- **Objective**
From the line containing "If you could drop a marker on the railway track, one" down to the last line of the records below, copy every line exactly. Leave out everything before it.

- **The data**
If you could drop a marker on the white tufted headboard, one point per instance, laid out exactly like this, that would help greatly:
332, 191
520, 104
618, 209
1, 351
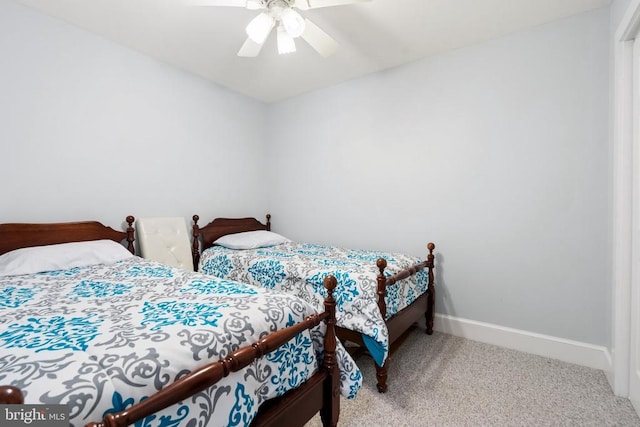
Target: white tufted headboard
165, 240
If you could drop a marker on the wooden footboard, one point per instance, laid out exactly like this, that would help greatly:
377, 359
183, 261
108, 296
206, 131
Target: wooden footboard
401, 321
320, 393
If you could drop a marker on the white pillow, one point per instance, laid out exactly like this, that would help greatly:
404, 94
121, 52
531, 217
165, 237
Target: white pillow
62, 256
251, 240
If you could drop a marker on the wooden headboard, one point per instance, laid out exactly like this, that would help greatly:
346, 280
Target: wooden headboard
24, 235
221, 227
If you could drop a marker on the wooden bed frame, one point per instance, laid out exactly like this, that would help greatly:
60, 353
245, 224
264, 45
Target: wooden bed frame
320, 393
397, 325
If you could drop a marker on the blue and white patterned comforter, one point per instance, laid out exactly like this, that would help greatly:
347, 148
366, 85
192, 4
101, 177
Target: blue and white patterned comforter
102, 338
299, 268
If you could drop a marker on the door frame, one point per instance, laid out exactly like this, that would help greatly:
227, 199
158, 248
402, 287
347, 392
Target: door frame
622, 137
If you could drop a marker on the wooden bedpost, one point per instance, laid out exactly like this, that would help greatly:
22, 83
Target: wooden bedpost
130, 234
382, 287
331, 409
381, 371
10, 395
195, 246
431, 301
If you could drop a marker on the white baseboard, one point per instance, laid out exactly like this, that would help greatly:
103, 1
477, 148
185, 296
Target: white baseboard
592, 356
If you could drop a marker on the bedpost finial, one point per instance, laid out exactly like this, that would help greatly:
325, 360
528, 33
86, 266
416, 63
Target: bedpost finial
330, 283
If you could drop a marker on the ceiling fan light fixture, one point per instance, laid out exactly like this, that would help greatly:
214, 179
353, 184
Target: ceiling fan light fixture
259, 28
285, 41
292, 22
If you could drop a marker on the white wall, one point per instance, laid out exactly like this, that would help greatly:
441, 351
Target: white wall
498, 153
90, 129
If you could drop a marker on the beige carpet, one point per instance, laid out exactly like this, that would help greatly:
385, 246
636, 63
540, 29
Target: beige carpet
442, 380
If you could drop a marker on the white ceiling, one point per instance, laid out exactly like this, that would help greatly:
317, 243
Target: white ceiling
373, 36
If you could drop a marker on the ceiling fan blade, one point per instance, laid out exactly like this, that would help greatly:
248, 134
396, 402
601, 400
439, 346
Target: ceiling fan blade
322, 42
232, 3
250, 48
313, 4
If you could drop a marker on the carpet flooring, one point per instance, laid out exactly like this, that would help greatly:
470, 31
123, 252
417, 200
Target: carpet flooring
443, 380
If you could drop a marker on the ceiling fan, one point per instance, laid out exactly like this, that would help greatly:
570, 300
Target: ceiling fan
288, 22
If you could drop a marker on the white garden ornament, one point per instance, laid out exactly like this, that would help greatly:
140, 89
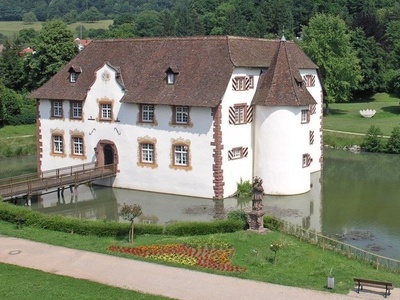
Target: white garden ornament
368, 113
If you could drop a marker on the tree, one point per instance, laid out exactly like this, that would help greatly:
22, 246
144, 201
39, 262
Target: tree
372, 63
29, 18
167, 22
11, 103
91, 15
11, 65
129, 213
147, 23
53, 48
327, 42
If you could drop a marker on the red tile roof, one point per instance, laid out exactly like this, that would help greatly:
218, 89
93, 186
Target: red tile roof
203, 65
282, 84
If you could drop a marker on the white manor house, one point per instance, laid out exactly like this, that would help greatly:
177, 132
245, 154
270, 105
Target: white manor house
191, 116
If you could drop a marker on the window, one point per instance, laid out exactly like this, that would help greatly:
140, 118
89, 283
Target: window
181, 115
239, 83
147, 113
306, 160
180, 155
251, 81
243, 83
72, 77
238, 152
305, 116
76, 110
312, 108
240, 114
58, 144
171, 78
77, 145
106, 111
57, 109
309, 80
147, 153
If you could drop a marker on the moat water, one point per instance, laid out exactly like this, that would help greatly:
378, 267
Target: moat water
355, 199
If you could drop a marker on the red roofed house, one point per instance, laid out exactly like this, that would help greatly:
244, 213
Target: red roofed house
191, 116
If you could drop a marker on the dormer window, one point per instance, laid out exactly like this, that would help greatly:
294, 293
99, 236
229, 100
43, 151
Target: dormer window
74, 72
72, 77
171, 76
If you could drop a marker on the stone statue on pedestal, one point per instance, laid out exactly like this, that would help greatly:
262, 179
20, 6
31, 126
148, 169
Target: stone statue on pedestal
255, 217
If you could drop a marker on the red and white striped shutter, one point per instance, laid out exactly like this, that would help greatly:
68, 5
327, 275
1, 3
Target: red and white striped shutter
232, 115
250, 113
247, 82
245, 151
312, 108
234, 84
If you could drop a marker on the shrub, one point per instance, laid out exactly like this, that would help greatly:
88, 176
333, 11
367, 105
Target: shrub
272, 223
373, 140
393, 145
238, 215
203, 228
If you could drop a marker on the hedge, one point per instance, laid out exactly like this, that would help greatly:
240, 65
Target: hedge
201, 228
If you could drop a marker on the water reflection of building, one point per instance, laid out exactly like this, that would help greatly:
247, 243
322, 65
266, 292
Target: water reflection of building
95, 202
303, 210
90, 203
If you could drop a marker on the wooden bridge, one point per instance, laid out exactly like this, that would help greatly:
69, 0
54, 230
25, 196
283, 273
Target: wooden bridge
30, 184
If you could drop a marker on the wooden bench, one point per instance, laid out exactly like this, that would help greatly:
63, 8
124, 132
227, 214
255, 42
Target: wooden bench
360, 283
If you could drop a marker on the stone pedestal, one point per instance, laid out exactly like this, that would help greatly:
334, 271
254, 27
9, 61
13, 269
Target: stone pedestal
255, 217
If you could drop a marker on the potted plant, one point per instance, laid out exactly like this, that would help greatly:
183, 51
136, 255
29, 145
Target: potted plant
331, 280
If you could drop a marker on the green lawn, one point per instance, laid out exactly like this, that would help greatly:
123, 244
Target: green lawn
299, 263
10, 28
17, 131
23, 283
346, 116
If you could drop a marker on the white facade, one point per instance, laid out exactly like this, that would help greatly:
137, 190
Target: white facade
227, 142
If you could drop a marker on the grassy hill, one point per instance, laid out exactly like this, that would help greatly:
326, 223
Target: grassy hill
12, 27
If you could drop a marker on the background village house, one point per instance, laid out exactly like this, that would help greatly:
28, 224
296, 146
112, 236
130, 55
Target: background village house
190, 116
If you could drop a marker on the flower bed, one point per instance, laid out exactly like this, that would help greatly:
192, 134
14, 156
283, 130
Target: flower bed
217, 259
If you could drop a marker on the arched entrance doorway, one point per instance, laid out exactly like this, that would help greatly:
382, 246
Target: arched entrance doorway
106, 153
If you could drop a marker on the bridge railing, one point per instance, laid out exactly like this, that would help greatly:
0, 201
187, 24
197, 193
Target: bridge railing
50, 173
73, 175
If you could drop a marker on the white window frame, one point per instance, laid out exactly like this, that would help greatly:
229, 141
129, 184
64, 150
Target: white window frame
77, 145
106, 111
305, 116
306, 160
57, 109
240, 114
76, 108
72, 77
147, 113
237, 153
181, 114
171, 77
58, 144
181, 155
147, 153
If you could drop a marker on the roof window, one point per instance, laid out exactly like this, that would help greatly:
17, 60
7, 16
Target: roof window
171, 76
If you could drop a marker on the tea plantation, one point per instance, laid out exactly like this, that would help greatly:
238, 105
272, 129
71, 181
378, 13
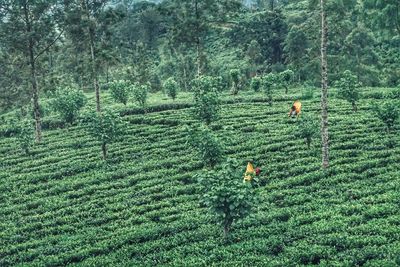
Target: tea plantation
63, 205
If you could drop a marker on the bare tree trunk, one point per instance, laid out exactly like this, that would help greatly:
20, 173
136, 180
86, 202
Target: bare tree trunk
93, 56
35, 90
198, 52
324, 89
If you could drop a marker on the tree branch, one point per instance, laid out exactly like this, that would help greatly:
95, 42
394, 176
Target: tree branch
49, 45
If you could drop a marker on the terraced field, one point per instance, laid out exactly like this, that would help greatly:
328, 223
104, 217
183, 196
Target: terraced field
64, 205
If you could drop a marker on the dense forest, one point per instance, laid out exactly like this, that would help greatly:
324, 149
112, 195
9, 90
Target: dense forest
192, 132
92, 42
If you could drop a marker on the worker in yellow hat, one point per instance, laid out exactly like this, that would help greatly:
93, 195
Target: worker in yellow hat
250, 173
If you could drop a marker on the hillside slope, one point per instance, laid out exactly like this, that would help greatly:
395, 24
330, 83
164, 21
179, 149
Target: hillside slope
63, 205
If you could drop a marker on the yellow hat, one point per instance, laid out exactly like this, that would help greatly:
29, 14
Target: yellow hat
249, 172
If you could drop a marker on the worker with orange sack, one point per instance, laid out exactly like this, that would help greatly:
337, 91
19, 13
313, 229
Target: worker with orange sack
295, 110
250, 172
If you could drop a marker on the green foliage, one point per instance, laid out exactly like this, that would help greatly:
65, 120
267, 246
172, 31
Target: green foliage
25, 135
206, 99
106, 127
348, 88
388, 113
140, 93
119, 91
307, 129
307, 93
268, 83
285, 78
209, 148
226, 195
235, 79
255, 83
68, 102
171, 87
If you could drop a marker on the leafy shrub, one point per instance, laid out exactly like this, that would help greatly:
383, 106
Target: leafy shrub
285, 78
268, 83
68, 102
119, 91
255, 83
348, 88
140, 93
104, 126
25, 135
171, 87
307, 93
206, 99
207, 145
388, 113
307, 129
235, 78
226, 195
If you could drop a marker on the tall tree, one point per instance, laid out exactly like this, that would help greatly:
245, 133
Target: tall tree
83, 22
28, 28
324, 88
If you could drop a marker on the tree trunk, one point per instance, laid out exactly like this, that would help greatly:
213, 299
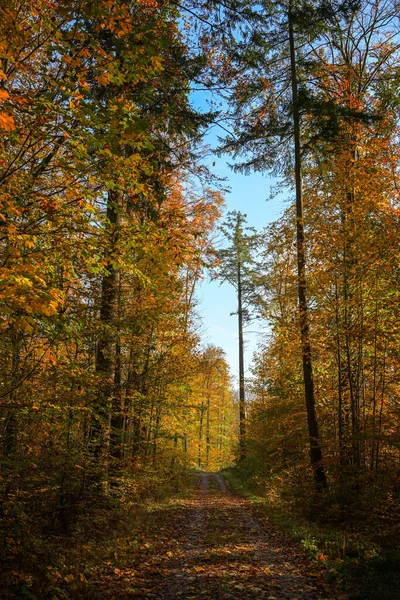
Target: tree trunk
100, 426
315, 449
242, 402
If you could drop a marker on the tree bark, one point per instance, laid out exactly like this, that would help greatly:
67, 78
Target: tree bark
315, 448
242, 400
100, 426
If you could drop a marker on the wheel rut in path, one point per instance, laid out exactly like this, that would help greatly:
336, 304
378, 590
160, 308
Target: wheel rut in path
219, 546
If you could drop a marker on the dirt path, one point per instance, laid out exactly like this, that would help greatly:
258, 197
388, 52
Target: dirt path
218, 546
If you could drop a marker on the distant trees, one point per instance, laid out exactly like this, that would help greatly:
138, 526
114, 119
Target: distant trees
235, 265
103, 236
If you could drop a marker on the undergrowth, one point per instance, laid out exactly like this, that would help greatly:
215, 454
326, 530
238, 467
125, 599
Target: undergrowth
42, 561
360, 553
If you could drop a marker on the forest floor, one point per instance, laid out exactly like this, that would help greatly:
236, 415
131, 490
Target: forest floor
215, 545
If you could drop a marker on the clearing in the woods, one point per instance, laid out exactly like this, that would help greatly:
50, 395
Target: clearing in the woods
217, 545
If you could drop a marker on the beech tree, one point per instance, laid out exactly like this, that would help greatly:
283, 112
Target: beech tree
235, 265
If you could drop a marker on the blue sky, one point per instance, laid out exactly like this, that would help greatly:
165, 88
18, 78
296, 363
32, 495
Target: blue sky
251, 195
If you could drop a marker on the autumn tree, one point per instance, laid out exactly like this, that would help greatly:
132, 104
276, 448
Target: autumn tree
235, 265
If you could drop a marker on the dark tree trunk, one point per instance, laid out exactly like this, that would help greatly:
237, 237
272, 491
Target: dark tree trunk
100, 426
315, 448
242, 400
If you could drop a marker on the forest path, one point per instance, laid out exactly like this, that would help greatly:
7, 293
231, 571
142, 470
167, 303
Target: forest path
218, 546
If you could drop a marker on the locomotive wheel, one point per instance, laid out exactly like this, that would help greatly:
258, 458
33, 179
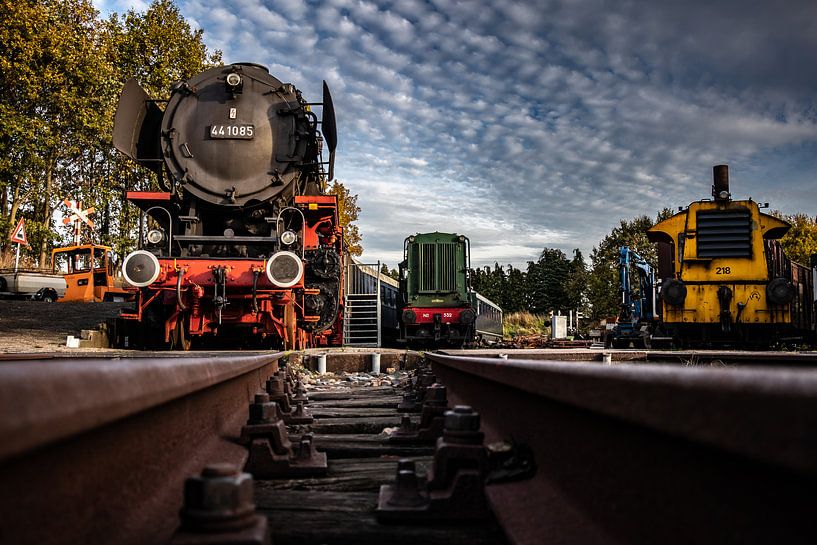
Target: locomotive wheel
180, 340
290, 324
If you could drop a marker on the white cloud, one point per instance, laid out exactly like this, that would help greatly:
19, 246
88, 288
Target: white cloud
540, 123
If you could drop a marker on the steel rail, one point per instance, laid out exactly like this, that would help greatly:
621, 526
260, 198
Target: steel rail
96, 450
640, 453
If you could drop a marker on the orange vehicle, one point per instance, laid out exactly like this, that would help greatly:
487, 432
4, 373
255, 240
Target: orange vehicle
90, 274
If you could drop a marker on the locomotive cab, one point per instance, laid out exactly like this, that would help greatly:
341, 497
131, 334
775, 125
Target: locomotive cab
725, 278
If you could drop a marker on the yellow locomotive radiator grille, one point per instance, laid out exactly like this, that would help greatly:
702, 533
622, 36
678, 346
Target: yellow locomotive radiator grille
724, 233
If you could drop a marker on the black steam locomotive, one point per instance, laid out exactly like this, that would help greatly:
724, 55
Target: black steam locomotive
241, 241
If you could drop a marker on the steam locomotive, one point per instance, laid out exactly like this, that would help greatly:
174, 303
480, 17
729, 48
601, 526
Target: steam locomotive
725, 276
241, 242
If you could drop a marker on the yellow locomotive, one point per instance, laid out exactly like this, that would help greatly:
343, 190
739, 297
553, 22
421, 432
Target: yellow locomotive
725, 277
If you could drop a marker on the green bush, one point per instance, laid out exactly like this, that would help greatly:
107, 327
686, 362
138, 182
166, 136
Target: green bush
525, 323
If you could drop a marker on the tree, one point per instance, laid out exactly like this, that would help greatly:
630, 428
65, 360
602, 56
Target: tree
156, 47
348, 211
603, 280
391, 273
547, 281
54, 77
801, 241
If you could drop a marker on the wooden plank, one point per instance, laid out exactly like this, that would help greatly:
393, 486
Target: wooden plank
353, 412
354, 475
338, 446
373, 425
304, 517
349, 393
372, 402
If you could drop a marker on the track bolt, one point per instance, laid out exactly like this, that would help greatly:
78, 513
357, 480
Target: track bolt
436, 394
262, 410
220, 499
462, 418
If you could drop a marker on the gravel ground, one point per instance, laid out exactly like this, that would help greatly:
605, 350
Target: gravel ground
34, 326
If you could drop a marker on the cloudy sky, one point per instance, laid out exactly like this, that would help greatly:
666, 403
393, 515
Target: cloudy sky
538, 124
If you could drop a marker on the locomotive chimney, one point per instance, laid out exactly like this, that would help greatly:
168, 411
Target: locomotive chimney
720, 189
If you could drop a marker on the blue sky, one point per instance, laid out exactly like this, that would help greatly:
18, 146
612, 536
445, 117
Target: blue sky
538, 124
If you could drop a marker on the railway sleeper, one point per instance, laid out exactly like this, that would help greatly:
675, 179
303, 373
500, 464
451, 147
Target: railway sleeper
454, 489
431, 420
271, 453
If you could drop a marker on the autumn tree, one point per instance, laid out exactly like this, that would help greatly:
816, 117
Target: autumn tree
391, 273
348, 211
54, 102
157, 48
603, 278
800, 243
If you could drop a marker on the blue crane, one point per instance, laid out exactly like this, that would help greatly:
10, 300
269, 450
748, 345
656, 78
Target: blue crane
637, 305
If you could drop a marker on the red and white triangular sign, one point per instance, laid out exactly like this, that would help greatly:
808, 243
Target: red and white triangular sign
19, 234
77, 213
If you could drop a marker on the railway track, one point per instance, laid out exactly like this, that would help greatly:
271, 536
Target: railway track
98, 451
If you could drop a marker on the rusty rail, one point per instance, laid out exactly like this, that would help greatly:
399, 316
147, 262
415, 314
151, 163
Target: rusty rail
639, 453
97, 450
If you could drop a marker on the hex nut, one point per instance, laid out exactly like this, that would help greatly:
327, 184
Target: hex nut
221, 495
462, 418
437, 394
262, 410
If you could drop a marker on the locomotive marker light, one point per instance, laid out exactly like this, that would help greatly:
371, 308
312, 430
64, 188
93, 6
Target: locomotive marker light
467, 316
155, 236
674, 292
285, 269
780, 291
141, 268
288, 238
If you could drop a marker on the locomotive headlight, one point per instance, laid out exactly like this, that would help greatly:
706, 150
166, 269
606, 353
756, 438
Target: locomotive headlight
285, 269
780, 291
288, 238
155, 236
674, 292
141, 268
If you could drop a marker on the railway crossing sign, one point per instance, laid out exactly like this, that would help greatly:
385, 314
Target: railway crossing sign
78, 217
19, 233
78, 214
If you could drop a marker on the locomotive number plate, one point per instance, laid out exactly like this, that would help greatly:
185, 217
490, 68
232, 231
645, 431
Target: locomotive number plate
242, 132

- **Task solution**
If you could drop a marker on the railway track, one point per instance, laid out exactly like this, that would help greatly:
271, 536
Target: railway track
98, 451
If you could drop a marker on the rusty rail, one point per instance, laid out exactly like this, that would help greatly:
399, 316
147, 262
415, 314
151, 163
Target: rusty rail
639, 453
97, 450
If you could drop a marker on the hex nut, one point per instance, laid out exactly like this, that would help greatly:
327, 184
Target: hex nut
221, 495
462, 418
437, 394
262, 410
If you could drop a marker on the locomotive marker light, one point per instance, laid out exactly like this, that would help greatly:
371, 308
312, 430
64, 188
93, 6
Target: locomotive marker light
467, 316
155, 236
674, 292
285, 269
780, 291
141, 268
288, 238
If you could drop a marker on the locomotive headlight, one point per instance, laid out exactly like this, that would help greatly:
706, 150
166, 269
606, 353
756, 438
Target: locomotive headlight
285, 269
780, 291
288, 238
155, 236
674, 292
141, 268
If you could drop a marker on the railway crossing sign, one point per instance, laid out exactly like this, that would help greatly:
385, 314
Target: railway crossing sign
78, 217
19, 233
78, 214
If you could drop a marker on the locomotive number plate, one point per instance, laid out exactly like this, that would help greatly:
185, 217
490, 68
232, 231
645, 431
Target: locomotive number plate
242, 132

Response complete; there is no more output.